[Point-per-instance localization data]

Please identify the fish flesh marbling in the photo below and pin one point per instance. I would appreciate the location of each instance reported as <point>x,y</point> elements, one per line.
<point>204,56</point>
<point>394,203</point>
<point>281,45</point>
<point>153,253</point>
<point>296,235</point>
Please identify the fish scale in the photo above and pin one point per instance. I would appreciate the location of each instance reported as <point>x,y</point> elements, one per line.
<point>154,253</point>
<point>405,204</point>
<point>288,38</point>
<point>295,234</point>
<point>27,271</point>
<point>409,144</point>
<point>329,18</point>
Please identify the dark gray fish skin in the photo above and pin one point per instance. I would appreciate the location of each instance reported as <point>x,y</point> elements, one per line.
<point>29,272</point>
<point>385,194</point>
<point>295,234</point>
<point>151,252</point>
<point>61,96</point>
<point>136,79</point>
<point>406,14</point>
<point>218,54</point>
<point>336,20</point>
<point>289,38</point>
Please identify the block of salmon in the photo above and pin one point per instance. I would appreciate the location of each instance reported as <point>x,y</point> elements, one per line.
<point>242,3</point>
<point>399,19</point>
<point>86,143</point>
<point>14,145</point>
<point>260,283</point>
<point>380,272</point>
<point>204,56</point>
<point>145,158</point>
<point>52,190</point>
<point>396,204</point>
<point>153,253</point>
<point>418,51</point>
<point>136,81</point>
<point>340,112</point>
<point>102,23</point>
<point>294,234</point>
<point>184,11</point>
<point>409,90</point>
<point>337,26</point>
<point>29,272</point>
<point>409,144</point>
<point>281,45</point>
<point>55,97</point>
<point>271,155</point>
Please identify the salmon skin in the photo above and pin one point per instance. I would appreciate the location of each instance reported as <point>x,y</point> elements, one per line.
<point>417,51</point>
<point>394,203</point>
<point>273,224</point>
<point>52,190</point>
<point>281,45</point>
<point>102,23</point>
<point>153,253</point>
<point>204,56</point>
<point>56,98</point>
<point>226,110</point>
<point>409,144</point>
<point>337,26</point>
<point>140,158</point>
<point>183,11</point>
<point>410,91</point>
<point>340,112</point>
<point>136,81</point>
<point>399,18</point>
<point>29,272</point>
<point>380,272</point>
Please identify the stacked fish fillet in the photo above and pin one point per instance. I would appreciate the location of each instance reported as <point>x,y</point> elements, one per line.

**Problem to work on**
Every record above needs to be repeated word for word.

**Solution to this task**
Please identify the fish flesh marbling in the photo below and pin one point per instance. I would appreciate the location of each instance reported as <point>x,y</point> elements, one per line.
<point>204,56</point>
<point>394,203</point>
<point>281,45</point>
<point>153,253</point>
<point>296,235</point>
Please identify the fish scale in the photo above and pin one point per instance. I would appreciate the location of each instance reported as <point>x,y</point> elements, one per line.
<point>154,253</point>
<point>405,204</point>
<point>288,38</point>
<point>295,234</point>
<point>27,271</point>
<point>409,144</point>
<point>329,18</point>
Please identify the dark gray fish skin in the photo above and pin one point per instance. I would appreciate the location of each instance reported as <point>x,y</point> elements, one per line.
<point>29,272</point>
<point>385,194</point>
<point>295,234</point>
<point>151,252</point>
<point>61,96</point>
<point>136,79</point>
<point>406,14</point>
<point>218,54</point>
<point>336,20</point>
<point>289,38</point>
Please identify the block of salmon in the photo above and pin one point per instance. I would appreciate the location of each instance reported as <point>x,y</point> elements, one per line.
<point>242,3</point>
<point>399,19</point>
<point>86,143</point>
<point>14,145</point>
<point>260,283</point>
<point>380,272</point>
<point>204,56</point>
<point>145,158</point>
<point>52,190</point>
<point>396,204</point>
<point>153,253</point>
<point>418,51</point>
<point>136,81</point>
<point>340,112</point>
<point>102,23</point>
<point>294,234</point>
<point>184,11</point>
<point>409,90</point>
<point>337,26</point>
<point>29,272</point>
<point>409,144</point>
<point>281,45</point>
<point>55,97</point>
<point>271,155</point>
Please identify the salmon skin in the photo above and pin one point per instance. I would appreciate the location of each instance reported as <point>x,y</point> elements, one per line.
<point>417,51</point>
<point>394,203</point>
<point>273,224</point>
<point>52,190</point>
<point>281,45</point>
<point>102,23</point>
<point>153,253</point>
<point>204,56</point>
<point>56,98</point>
<point>226,110</point>
<point>409,144</point>
<point>337,26</point>
<point>140,158</point>
<point>183,11</point>
<point>410,91</point>
<point>340,112</point>
<point>136,81</point>
<point>399,18</point>
<point>29,272</point>
<point>380,272</point>
Please identify the stacked fish fillet in the photo above and pin one point per instance. I would appreciate the location of each instance reported as <point>x,y</point> elements, one per line.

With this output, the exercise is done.